Task goal = Could you reproduce the material below exactly, from the line containing "Indicate every instance of the white building" through its last line, and leave out everything else?

* * *

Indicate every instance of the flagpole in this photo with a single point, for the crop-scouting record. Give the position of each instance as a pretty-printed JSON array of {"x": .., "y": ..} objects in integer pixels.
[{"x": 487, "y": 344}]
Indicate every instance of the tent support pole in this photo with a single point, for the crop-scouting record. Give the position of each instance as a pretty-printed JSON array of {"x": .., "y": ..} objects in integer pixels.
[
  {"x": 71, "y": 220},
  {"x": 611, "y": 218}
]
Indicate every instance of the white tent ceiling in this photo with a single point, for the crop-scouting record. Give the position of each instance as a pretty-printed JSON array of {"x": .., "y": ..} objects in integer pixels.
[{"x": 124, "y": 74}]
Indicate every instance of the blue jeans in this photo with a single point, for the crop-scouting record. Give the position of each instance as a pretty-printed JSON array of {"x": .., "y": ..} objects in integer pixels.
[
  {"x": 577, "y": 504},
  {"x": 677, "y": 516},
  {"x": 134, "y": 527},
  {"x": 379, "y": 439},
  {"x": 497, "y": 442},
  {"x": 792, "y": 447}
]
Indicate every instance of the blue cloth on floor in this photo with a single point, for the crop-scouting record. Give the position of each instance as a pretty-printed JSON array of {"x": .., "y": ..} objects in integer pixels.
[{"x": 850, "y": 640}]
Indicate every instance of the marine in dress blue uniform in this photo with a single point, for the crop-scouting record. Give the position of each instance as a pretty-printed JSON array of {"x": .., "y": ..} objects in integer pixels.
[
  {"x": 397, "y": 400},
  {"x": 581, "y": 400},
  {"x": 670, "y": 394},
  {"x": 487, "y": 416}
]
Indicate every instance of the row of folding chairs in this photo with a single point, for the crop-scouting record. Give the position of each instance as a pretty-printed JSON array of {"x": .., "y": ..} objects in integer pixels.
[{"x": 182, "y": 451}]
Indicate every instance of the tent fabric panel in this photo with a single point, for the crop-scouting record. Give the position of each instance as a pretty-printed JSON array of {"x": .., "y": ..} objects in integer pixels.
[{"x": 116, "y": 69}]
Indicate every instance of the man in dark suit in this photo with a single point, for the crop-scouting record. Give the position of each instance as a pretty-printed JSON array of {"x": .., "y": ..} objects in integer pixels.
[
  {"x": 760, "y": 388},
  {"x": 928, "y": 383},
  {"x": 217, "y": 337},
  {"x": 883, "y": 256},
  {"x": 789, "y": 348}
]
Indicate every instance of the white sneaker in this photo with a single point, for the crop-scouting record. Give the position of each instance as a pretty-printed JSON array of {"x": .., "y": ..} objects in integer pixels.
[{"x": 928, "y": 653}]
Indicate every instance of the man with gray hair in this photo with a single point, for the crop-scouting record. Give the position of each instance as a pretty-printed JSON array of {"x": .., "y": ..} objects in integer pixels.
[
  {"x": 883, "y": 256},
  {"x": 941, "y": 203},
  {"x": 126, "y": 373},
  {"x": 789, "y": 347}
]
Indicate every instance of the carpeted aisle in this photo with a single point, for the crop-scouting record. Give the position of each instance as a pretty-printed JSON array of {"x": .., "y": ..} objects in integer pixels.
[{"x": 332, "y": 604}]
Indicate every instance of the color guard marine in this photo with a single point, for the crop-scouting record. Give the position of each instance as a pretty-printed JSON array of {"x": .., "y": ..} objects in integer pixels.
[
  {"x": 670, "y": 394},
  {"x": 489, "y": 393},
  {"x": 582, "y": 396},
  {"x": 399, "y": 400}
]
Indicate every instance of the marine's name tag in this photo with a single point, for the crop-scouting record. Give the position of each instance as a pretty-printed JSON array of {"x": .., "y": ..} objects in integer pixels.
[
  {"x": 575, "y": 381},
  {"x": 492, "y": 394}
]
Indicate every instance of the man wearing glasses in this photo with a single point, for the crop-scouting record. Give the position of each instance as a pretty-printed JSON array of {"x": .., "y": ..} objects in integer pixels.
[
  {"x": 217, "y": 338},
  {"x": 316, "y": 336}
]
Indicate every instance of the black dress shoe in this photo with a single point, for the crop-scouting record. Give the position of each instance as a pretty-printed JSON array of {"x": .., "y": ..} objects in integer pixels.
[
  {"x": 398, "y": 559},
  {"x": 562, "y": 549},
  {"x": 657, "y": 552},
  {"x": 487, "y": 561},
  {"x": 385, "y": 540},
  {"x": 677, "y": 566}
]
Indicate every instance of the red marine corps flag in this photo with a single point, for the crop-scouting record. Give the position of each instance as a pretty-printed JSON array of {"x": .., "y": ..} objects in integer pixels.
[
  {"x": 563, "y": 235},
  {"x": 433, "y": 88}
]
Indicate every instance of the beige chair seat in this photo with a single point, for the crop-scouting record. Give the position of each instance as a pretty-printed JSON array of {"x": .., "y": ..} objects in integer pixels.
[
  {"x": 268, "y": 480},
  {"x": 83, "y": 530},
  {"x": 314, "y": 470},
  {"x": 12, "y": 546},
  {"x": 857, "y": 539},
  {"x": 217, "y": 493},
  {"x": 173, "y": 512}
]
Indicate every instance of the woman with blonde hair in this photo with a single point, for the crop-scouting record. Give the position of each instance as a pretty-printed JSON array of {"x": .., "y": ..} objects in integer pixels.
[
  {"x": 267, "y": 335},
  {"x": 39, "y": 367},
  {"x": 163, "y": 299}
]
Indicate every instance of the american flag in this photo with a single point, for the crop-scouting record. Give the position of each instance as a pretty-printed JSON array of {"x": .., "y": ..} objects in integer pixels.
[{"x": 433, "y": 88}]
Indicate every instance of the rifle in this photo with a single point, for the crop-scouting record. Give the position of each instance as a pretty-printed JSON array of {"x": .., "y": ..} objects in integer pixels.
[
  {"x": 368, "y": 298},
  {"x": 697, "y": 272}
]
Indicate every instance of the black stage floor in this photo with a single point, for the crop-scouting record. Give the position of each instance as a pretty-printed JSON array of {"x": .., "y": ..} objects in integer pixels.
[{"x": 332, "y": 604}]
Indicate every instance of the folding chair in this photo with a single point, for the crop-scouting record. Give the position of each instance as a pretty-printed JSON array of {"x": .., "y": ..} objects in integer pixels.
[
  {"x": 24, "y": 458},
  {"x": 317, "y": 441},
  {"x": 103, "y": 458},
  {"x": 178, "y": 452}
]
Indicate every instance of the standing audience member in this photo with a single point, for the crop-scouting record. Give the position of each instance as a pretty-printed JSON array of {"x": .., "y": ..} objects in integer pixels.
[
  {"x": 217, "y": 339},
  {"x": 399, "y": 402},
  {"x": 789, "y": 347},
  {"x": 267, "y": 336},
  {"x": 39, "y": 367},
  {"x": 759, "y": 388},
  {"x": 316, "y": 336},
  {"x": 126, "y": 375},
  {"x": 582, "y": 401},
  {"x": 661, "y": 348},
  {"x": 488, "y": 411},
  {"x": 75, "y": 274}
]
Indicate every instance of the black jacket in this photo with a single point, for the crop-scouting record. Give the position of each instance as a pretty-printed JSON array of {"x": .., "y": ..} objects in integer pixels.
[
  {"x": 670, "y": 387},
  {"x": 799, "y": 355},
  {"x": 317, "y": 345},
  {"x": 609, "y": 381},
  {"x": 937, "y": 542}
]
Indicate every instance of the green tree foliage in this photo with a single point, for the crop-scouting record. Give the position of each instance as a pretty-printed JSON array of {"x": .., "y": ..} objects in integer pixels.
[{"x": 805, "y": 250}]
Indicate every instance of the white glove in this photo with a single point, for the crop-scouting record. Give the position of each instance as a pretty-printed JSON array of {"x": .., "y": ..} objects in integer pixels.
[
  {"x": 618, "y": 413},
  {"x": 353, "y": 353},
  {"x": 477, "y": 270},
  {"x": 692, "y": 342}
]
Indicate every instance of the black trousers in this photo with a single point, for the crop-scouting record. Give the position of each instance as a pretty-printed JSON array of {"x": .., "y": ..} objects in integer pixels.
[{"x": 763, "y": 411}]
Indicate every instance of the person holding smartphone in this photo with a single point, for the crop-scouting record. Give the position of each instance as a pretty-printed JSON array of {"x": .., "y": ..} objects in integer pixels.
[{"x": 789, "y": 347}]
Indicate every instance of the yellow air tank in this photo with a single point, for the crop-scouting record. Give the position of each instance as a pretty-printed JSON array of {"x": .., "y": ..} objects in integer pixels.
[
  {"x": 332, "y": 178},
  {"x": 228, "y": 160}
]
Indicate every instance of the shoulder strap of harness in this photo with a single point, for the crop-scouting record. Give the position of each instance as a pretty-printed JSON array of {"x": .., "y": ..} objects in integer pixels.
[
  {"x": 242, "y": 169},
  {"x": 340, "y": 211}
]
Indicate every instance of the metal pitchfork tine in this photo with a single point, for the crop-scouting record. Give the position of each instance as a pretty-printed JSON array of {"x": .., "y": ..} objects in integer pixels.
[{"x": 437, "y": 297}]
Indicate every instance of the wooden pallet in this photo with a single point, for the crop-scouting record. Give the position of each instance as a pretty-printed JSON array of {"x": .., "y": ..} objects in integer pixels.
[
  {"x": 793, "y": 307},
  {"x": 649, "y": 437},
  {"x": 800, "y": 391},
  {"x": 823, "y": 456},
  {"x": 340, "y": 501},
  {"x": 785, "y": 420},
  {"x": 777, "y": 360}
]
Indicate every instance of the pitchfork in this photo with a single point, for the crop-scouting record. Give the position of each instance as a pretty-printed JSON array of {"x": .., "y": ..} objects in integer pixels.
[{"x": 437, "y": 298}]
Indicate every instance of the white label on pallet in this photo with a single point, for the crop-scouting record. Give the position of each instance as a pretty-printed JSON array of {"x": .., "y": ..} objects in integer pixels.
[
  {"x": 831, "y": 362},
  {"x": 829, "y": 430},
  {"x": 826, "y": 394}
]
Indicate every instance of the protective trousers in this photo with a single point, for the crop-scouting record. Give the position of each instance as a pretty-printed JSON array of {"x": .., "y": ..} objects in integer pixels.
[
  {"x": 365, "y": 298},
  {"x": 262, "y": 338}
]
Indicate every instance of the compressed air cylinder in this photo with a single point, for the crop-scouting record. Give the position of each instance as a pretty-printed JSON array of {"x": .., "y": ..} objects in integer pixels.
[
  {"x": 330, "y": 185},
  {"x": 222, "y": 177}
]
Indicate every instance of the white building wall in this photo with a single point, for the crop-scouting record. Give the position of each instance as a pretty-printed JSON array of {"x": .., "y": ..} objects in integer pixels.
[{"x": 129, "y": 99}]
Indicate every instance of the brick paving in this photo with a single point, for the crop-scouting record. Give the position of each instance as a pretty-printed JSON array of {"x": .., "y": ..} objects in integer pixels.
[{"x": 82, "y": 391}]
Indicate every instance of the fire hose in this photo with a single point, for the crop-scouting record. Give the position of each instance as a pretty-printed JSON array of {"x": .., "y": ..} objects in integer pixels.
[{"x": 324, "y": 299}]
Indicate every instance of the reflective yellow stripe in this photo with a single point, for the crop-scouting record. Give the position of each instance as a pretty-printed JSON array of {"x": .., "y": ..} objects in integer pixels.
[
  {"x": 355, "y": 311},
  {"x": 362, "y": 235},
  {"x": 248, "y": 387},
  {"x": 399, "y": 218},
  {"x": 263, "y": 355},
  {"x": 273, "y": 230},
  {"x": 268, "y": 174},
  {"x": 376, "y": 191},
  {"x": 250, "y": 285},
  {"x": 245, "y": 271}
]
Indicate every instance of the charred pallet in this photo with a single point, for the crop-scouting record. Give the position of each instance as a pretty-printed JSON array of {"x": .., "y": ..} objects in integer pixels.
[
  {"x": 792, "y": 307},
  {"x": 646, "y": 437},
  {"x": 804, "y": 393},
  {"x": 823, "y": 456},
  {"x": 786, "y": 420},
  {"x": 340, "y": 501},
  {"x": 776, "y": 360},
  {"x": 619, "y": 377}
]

* * *

Task solution =
Indicate every instance of the white building wall in this photo with a single point, for the crop-scouting record. Give the position of each instance as a pretty-printed JSON array of {"x": .., "y": ..} objects in integer pixels.
[{"x": 129, "y": 99}]
Indicate every instance of the brick paving in this photo with a single point, for the crop-scouting record. Give the position of each instance as a pretty-printed JSON array of {"x": .., "y": ..} objects in integer pixels.
[{"x": 82, "y": 391}]
Indicate every instance of the fire hose in this photo with a single point, for the crop-scouting record. Give the position of each instance as a pretty-printed JSON array of {"x": .., "y": ..} objects in integer pixels.
[{"x": 324, "y": 299}]
Indicate every instance of the reflective yellow stripe in this photo with a single point, for the crop-scouting record. Give the position of each instance as a pretty-printed JSON array of {"x": .., "y": ..} objects in integer pixels.
[
  {"x": 355, "y": 311},
  {"x": 362, "y": 235},
  {"x": 248, "y": 387},
  {"x": 399, "y": 218},
  {"x": 263, "y": 355},
  {"x": 273, "y": 230},
  {"x": 268, "y": 174},
  {"x": 376, "y": 191},
  {"x": 250, "y": 285},
  {"x": 245, "y": 271}
]
Indicate every instance of the charred pallet in this photo with a single point, for the crop-scouting record. Give the position of each instance as a pretty-printed JSON array of {"x": .., "y": ..} objects in integer pixels.
[
  {"x": 792, "y": 307},
  {"x": 646, "y": 437},
  {"x": 804, "y": 393},
  {"x": 823, "y": 456},
  {"x": 786, "y": 420},
  {"x": 340, "y": 501},
  {"x": 776, "y": 360},
  {"x": 619, "y": 377}
]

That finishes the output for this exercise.